>>>

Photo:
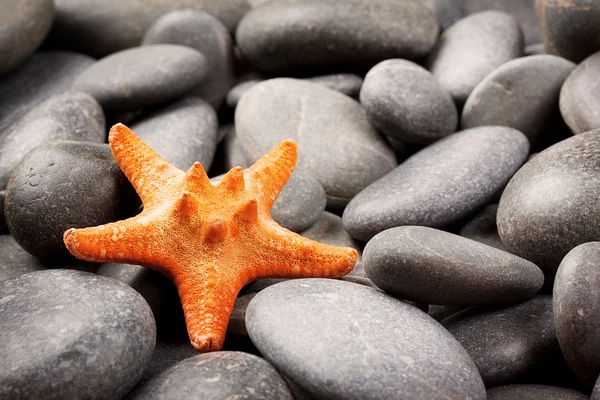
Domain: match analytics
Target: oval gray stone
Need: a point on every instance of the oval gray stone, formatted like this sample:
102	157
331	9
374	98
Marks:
548	207
430	266
71	334
68	116
336	143
472	48
404	101
140	77
579	100
296	34
338	339
521	93
441	184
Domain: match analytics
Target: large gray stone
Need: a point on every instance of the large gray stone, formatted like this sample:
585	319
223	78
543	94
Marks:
71	334
340	340
441	184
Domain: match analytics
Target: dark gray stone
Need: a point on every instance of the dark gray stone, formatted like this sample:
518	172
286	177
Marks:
102	27
508	343
68	116
205	33
25	24
577	310
62	185
534	392
430	266
441	184
182	133
471	49
297	34
215	376
404	101
570	29
71	334
341	340
548	207
141	77
521	93
579	100
336	142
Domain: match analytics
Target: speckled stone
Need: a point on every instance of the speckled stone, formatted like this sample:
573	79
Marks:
548	207
62	185
570	29
404	101
472	48
315	117
205	33
441	184
297	34
140	77
68	116
25	24
521	93
579	100
71	334
430	266
577	310
506	344
182	133
215	376
338	339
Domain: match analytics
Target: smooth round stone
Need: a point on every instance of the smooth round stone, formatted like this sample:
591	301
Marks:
548	207
521	93
404	101
577	310
182	133
341	340
62	185
208	35
102	28
297	34
472	48
215	376
534	392
430	266
71	334
579	100
441	184
315	117
506	344
68	116
25	24
140	77
570	29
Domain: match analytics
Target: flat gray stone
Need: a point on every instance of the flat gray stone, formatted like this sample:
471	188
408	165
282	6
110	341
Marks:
521	93
472	48
298	34
336	143
71	334
548	207
441	184
216	376
338	339
404	101
430	266
140	77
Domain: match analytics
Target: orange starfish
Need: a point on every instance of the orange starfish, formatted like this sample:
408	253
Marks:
209	240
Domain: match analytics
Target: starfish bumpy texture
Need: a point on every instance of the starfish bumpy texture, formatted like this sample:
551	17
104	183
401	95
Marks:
210	240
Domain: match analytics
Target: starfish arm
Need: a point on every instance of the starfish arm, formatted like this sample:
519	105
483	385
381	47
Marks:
150	174
267	176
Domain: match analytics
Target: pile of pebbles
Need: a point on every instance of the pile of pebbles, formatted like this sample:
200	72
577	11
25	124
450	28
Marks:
454	143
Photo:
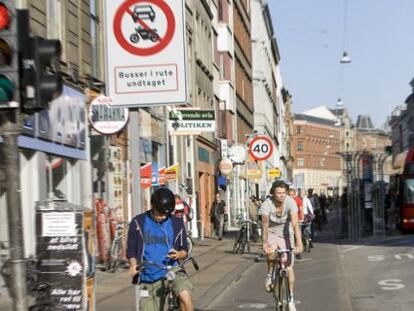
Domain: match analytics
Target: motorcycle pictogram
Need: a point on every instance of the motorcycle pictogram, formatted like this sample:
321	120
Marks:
144	12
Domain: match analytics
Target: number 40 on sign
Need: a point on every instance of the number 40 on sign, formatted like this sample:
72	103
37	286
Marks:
261	148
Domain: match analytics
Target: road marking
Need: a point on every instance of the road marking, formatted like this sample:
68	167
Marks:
261	305
376	258
352	248
392	284
303	259
408	255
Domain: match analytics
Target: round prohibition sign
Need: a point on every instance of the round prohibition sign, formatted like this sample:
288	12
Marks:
125	9
261	148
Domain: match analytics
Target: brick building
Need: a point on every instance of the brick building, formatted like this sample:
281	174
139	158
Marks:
315	147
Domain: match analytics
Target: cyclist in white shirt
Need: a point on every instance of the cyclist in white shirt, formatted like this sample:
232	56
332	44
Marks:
307	204
280	225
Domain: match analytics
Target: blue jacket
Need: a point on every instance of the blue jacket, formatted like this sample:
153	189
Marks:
136	245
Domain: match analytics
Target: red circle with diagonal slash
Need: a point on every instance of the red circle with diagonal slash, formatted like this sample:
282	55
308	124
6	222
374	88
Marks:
163	43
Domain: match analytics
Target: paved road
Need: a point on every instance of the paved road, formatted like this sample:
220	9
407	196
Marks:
376	274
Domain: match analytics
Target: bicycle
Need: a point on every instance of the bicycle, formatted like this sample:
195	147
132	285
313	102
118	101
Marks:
242	239
306	236
190	242
173	303
280	281
115	253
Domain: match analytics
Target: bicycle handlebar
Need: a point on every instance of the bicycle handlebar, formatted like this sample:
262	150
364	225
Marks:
140	268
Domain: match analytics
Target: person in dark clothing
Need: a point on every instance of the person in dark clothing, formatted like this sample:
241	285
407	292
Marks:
160	237
217	215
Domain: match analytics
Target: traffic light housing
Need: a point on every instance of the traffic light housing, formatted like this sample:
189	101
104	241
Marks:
9	56
48	85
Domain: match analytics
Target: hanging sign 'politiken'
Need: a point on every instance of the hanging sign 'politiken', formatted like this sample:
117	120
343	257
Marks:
145	52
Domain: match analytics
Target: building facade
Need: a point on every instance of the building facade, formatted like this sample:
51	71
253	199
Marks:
316	144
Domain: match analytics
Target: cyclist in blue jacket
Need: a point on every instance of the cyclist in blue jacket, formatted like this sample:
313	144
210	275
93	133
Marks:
160	237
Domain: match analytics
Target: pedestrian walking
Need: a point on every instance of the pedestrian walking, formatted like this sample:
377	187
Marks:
217	215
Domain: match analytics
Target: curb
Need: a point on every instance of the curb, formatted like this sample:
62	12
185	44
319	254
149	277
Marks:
207	297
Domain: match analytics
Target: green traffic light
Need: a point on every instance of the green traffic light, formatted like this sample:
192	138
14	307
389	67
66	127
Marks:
7	89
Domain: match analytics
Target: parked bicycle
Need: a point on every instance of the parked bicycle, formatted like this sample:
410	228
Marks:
115	253
280	281
306	235
243	237
171	299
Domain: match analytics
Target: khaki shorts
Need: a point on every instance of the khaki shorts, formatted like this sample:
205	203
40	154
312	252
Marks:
282	242
156	292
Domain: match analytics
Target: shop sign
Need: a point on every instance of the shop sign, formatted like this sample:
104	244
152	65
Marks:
274	173
146	175
191	121
58	224
107	119
226	166
161	176
171	173
238	153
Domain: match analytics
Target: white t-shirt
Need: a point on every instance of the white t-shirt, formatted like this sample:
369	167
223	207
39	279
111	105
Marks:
279	224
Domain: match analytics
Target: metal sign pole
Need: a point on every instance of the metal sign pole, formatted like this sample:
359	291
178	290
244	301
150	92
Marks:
134	141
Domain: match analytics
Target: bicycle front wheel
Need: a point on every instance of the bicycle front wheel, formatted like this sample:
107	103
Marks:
284	293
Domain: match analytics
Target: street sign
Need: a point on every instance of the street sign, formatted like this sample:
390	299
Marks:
261	148
105	118
226	166
273	173
145	52
191	121
238	153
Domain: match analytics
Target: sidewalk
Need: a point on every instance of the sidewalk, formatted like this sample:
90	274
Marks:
218	268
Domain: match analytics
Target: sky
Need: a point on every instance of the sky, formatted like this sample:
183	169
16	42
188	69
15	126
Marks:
378	36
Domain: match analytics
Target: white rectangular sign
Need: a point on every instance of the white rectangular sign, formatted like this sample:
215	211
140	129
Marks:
58	224
145	52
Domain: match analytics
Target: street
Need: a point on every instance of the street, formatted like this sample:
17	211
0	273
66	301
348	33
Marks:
373	275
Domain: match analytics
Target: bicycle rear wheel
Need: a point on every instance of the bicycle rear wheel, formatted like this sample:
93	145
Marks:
284	293
237	243
190	245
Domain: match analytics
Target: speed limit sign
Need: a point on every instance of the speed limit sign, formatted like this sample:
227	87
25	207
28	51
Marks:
261	148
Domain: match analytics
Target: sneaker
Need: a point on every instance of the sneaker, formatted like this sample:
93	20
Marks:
292	305
268	283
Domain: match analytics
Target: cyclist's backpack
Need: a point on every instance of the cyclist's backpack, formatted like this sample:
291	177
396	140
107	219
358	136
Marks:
188	211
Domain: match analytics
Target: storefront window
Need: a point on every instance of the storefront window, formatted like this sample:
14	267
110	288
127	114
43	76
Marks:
409	191
56	171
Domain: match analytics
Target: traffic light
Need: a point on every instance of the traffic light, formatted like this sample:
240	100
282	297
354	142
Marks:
48	85
9	56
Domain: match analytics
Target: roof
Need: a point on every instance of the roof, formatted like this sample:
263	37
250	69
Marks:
312	119
321	112
364	122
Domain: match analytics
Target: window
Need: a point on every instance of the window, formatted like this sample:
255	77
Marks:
221	66
220	10
54	19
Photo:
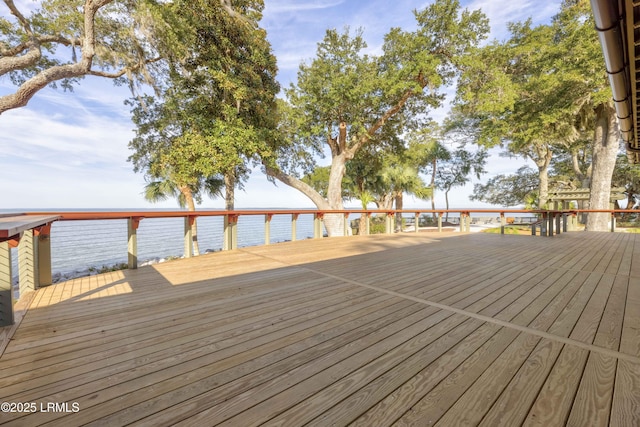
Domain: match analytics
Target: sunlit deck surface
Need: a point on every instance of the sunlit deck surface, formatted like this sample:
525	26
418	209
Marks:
407	329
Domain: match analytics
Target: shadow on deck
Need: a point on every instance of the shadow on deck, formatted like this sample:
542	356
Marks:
407	329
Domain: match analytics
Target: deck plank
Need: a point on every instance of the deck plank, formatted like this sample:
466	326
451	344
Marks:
405	329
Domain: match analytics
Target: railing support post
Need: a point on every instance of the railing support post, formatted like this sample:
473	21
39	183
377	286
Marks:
43	266
27	262
6	297
188	236
317	225
230	234
367	229
267	228
388	223
294	227
132	242
346	226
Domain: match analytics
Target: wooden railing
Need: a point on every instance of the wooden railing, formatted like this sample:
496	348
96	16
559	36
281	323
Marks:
30	232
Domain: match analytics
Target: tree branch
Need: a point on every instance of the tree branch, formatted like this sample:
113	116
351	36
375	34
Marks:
379	123
28	89
226	5
304	188
124	70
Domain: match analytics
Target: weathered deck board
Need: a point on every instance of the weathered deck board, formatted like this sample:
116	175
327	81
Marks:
407	329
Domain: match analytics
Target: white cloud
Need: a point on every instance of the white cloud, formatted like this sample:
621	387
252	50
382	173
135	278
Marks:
69	150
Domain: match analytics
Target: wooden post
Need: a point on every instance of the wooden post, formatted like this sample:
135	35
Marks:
267	228
26	262
188	237
613	222
367	230
6	297
226	233
43	265
230	233
294	227
132	242
346	225
317	225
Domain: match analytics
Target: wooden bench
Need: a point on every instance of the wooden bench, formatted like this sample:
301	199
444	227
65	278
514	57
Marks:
30	234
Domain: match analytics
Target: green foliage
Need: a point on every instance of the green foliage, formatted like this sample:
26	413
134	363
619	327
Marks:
124	48
346	100
215	114
508	190
455	171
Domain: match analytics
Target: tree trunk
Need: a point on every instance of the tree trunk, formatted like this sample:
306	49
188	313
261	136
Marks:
191	206
446	201
334	223
605	151
399	206
543	187
544	155
433	189
229	191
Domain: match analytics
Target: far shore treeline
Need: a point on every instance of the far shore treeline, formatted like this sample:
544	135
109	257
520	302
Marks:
355	126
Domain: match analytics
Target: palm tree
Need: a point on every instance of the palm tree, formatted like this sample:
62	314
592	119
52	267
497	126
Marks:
400	179
164	188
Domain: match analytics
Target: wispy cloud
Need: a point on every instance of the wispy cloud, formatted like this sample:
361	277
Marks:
70	149
284	6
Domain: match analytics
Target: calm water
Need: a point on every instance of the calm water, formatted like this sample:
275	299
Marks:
78	246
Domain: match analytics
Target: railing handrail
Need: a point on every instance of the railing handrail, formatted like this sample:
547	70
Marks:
34	246
104	215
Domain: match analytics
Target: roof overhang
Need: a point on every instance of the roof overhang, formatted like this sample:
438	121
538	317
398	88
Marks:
618	26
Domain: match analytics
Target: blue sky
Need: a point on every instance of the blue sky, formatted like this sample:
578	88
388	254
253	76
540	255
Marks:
69	150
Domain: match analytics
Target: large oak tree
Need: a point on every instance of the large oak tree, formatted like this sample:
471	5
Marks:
345	99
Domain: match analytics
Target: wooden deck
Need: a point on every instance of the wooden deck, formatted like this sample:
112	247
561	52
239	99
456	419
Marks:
408	330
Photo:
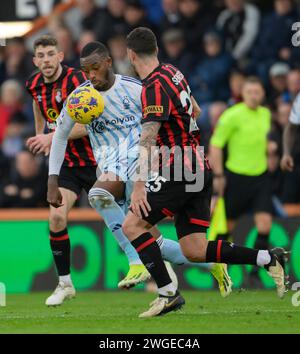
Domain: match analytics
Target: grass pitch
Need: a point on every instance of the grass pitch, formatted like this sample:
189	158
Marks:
117	312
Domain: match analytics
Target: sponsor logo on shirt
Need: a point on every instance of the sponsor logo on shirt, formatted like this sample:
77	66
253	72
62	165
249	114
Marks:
153	109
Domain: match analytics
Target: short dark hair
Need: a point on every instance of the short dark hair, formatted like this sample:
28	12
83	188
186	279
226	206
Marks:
44	41
142	41
94	47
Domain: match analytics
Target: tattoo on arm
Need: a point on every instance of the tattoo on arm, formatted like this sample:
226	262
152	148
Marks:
146	148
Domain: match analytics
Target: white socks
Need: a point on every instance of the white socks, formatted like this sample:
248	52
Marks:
263	258
66	279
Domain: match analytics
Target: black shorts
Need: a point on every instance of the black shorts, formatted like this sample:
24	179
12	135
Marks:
77	178
191	210
244	194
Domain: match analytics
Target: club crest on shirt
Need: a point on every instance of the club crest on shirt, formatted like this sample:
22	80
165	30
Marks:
126	102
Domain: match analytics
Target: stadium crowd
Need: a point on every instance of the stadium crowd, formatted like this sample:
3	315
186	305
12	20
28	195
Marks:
216	44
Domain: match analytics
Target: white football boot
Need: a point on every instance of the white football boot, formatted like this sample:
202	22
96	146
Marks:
62	292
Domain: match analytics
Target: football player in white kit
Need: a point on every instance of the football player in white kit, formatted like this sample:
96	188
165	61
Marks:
114	137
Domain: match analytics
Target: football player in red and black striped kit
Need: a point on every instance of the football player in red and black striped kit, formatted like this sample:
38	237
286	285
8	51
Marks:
49	88
168	123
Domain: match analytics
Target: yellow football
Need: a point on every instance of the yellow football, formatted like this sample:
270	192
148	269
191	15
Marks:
85	104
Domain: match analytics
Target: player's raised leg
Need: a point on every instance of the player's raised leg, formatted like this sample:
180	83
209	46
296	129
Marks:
145	244
103	198
171	252
198	249
61	249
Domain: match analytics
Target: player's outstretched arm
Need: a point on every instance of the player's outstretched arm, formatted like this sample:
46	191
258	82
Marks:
78	131
289	137
40	143
146	161
39	120
57	155
196	108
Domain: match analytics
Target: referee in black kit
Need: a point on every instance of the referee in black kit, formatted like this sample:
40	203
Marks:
168	122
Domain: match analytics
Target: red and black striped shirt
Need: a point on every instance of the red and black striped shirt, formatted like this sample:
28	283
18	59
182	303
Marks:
50	98
166	98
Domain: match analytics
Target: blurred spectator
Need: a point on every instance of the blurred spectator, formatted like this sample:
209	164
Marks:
2	64
171	15
278	83
118	51
274	40
195	20
135	15
175	51
4	166
239	24
10	103
90	13
26	186
293	86
67	46
18	62
208	120
236	83
85	38
154	10
209	80
55	22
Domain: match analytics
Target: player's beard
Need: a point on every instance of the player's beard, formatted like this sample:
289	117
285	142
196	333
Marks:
53	74
103	85
134	69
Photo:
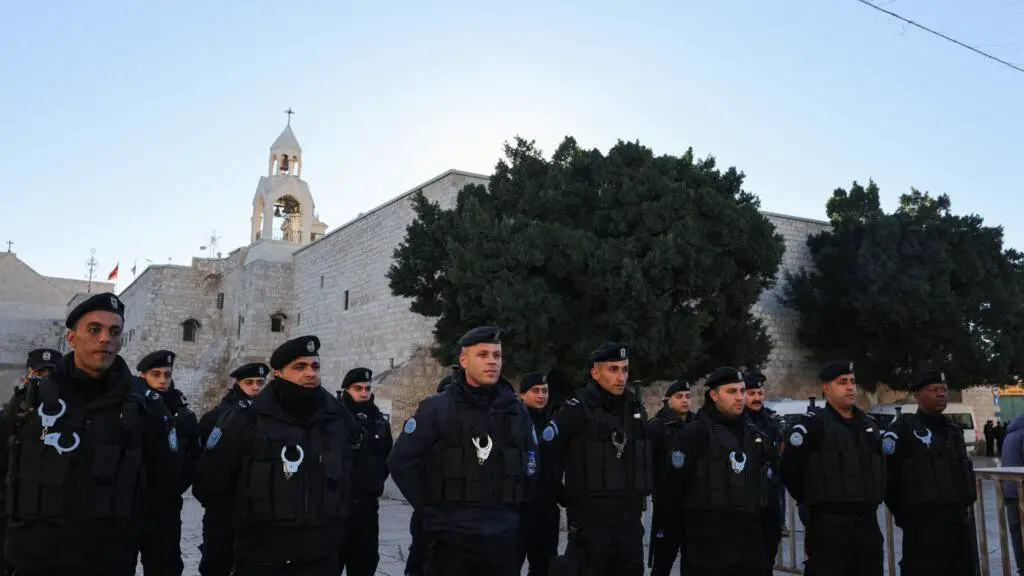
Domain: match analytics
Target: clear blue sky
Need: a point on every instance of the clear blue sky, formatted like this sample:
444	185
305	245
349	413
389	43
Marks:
136	128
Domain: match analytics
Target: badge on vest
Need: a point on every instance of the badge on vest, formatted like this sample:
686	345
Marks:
926	439
619	441
737	465
678	458
482	450
214	438
53	439
550	432
291	466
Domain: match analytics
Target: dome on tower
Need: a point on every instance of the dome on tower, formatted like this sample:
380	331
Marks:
287	144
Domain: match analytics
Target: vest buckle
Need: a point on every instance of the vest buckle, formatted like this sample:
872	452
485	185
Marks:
619	441
482	452
53	439
737	465
50	419
291	466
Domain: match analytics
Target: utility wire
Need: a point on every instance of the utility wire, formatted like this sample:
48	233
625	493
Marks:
943	36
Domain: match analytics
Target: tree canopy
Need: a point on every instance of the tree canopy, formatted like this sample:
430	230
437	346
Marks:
666	253
920	287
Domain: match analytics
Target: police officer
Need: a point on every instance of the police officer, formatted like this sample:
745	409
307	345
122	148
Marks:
418	544
217	547
85	452
719	472
285	462
599	437
160	545
373	444
668	534
40	364
770	426
467	459
539	529
833	463
931	484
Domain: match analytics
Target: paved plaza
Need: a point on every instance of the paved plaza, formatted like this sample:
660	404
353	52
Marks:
394	532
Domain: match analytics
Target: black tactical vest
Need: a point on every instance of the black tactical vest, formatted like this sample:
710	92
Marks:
100	479
313	492
847	466
731	477
371	454
596	466
935	472
455	472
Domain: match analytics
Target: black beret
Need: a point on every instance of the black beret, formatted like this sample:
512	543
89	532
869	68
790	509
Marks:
482	334
159	359
754	379
356	375
296	347
678	385
254	370
930	376
723	376
43	358
105	301
836	369
610	352
532	379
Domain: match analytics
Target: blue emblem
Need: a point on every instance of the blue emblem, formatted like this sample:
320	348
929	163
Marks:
214	438
796	439
172	440
678	458
888	445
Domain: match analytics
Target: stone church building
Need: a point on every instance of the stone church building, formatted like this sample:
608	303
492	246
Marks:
294	278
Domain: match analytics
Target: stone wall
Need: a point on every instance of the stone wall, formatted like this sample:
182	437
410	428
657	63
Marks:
791	373
376	330
33	309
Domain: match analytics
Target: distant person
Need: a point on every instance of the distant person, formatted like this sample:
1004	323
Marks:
1013	456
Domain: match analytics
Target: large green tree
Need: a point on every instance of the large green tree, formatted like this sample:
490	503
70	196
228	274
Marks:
666	253
913	288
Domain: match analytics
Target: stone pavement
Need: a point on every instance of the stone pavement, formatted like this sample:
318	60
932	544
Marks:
394	532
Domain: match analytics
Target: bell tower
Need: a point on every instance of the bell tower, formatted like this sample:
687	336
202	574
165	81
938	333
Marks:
283	208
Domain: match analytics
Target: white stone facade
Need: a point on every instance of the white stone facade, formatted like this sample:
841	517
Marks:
33	310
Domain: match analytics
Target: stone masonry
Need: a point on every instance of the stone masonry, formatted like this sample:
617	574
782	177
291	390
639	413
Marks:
32	314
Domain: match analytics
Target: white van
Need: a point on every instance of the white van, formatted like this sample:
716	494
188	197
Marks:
960	413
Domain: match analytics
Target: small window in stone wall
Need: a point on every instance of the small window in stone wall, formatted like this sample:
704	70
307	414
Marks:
189	330
278	323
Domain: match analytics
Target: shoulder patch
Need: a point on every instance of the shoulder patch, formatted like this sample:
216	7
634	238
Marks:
678	458
214	438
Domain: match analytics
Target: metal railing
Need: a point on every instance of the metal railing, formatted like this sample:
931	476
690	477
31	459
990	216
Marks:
791	554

<<<

» **Exercise task**: Locate each line in the listing above that contains the string "gray" and copy those lines out. Case counts.

» **Exercise output**:
Target: oval gray stone
Need: a point on every instance of the oval gray stone, formatted like this sample:
Target: large gray stone
Need: a point on every instance of the large gray stone, formatted like this sample:
Target: dark gray stone
Need: a point on every instance of the dark gray stone, formatted like this sample:
Target: flat gray stone
Need: a point on every instance of the flat gray stone, formatted like this sample:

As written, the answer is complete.